• **WORK ITEM**: Rewrite the SRE text between "SRE Definition" and "something completely different.", inclusive, switching "healthcare" to "finance".

═════ EXERCISE TEXT ═════

SRE is an opinionated implementation of the ops part of DevOps. Based on the name, DevOps tries to bring together development and operations. Although I think it’s broader, but you can kind of take that assumption and say, DevOps, based on the name, tries to unite development and operations so that they work well together.
Development and operations, they should be working together. But how? Should they do pair programming? Should they do pair operations? Or what should they do? How should they work together?
SRE as a concrete implementation of the DevOps philosophy is this opinionated framework to implement the ops part of DevOps. It’s got concrete prescriptions of what should be put in place and also roughly by whom, in order to bring development and operations together. This is also coming from the origins of SRE, which is trying, as software engineers, to come up with a framework for operating services. So, this is then a sort of software engineer led approach to operations.
SRE can live very nicely in parallel with ITIL and COBIT. Because with ITIL and COBIT, you just set up the IT function of the enterprise, and then with DevOps you set the overarching philosophy for product delivery, and then SRE is a piece in order to enable the operations part of your product delivery organization well.

SRE Definition

SRE is like a way of operating software if you give it to software engineers.
Interestingly, this kind of thinking when you task software engineers with doing something can be also applied to other areas. So, for example, being specifically in healthcare, we’ve got a lot of regulatory burden.
Traditionally, these regulations are not fulfilled from the software engineer’s point of view. So they are basically fulfilled from the regulatory person’s point of view, and therefore, there are lots of documents that you have to write in order to demonstrate your compliance with the regulations. Those documents have to be handled in a certain way in order for you to be able to provide evidence during audits that you actually comply with the process and so on. And actually, if you task a software engineer to design the regulatory function, it would become something completely different.
I think you can apply that kind of thinking, just task software engineer with designing X and that leads to a totally different implementation than if it comes from a place where it’s not inspired by software engineering.
And we also started actually changing our regulatory process by adding lots of automation and so on. That definitely makes the whole process much leaner, makes the whole process much easier to apply and then leads to a great acceleration of product delivery because if you are less constrained by the regulatory burden, then you can move much faster.
Overall, definitely, I would still agree with the original definition by Google. Quotes by Ben Treynor Sloss that this is what happens when you task the software engineer to design the operations function. So definitely would be happy to apply that kind of thinking also in other areas.

Ops-Development-Product Alignment

The strength of SRE is exactly in the ability to bring about that alignment in operational concerns between the product management, product development, and product operations. Whereas other methodologies and frameworks that we talked about before have their strength in other areas. Like ITIL and COBIT, their strength is designing the IT function of the enterprise. DevOps, the strength is in the philosophy of product delivery. Whereas SRE, I think the strength of the methodology is in the alignment with operational concerns in the entire organization.

═════ DATA EXTRACT ═════

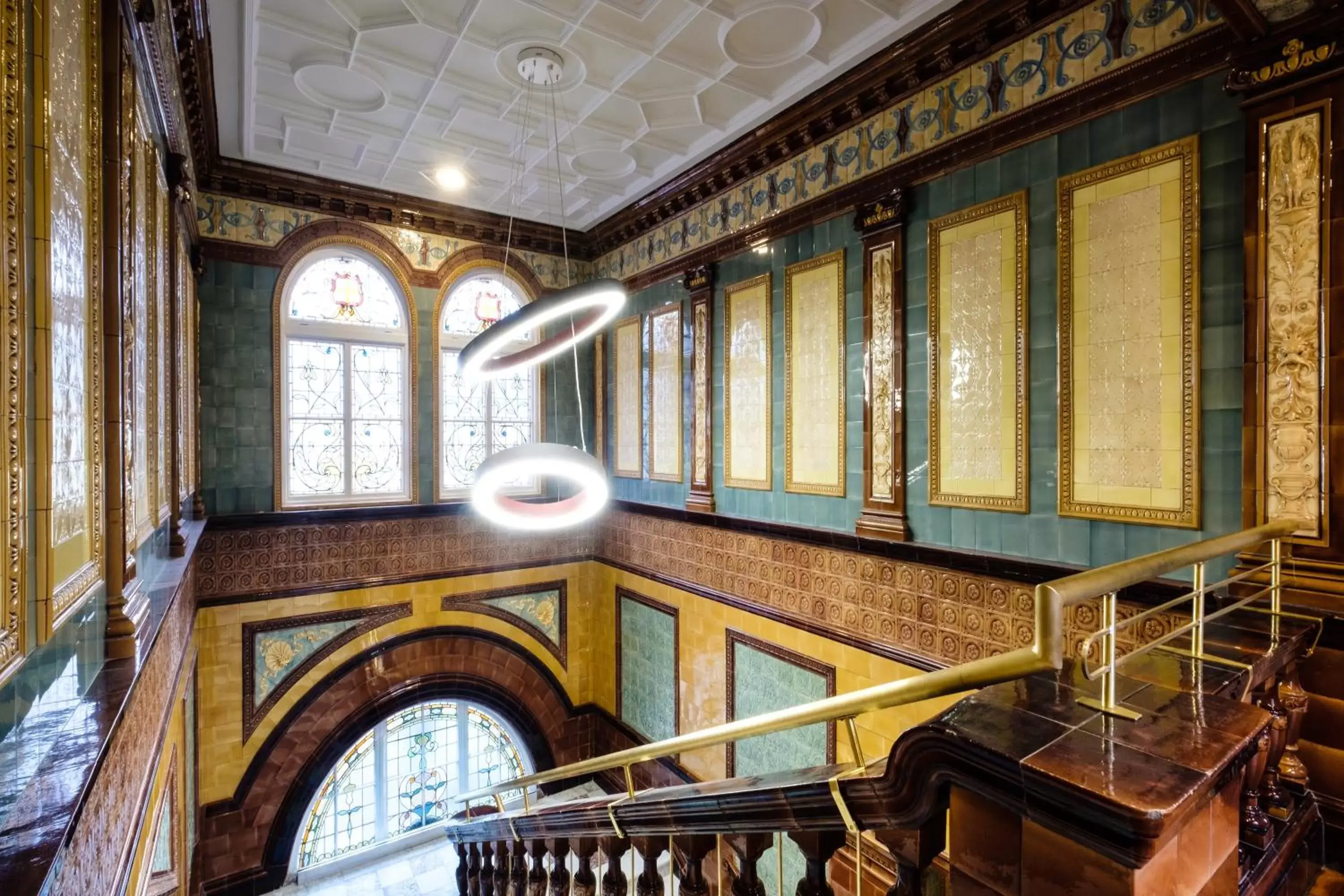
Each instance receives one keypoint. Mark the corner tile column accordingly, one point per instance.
(882, 225)
(1293, 421)
(699, 283)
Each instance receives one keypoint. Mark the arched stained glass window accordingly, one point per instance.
(345, 382)
(402, 775)
(478, 420)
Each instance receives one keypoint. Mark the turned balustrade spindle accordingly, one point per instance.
(749, 849)
(615, 882)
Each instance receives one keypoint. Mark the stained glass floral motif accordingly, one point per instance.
(346, 289)
(346, 398)
(404, 774)
(479, 420)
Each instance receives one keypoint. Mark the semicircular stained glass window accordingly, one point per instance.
(402, 777)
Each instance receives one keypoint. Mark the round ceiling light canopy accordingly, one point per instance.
(594, 304)
(535, 460)
(771, 37)
(541, 66)
(340, 88)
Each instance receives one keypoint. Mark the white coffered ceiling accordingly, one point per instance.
(385, 93)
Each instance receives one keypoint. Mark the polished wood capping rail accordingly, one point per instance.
(1031, 747)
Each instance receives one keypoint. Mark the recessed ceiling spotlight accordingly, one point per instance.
(451, 178)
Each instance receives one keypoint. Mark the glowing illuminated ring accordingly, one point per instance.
(537, 460)
(605, 299)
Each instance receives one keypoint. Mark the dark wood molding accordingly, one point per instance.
(882, 225)
(475, 602)
(627, 594)
(730, 694)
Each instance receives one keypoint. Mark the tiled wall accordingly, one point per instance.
(807, 509)
(1197, 108)
(237, 389)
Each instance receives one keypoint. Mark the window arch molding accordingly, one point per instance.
(476, 264)
(374, 250)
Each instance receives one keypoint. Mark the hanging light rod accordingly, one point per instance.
(535, 460)
(607, 299)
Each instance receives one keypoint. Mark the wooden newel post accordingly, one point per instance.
(699, 284)
(882, 225)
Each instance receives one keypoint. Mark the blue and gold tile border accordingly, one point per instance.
(730, 696)
(1082, 46)
(554, 636)
(369, 618)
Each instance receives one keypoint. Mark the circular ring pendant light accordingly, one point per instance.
(599, 302)
(530, 460)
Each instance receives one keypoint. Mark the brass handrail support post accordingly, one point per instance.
(1197, 642)
(1108, 703)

═════

• **EXERCISE SOLUTION**:
SRE Definition

SRE is like a way of operating software if you give it to software engineers.
Interestingly, this kind of thinking when you task software engineers with doing something can be also applied to other areas. So, for example, being specifically in finance, we’ve got a lot of regulatory burden.
Traditionally, these regulations are not fulfilled from the software engineer’s point of view. So they are basically fulfilled from the regulatory person’s point of view, and therefore, there are lots of documents that you have to write in order to demonstrate your compliance with the regulations. Those documents have to be handled in a certain way in order for you to be able to provide evidence during audits that you actually comply with the process and so on. And actually, if you task a software engineer to design the regulatory function, it would become something completely different.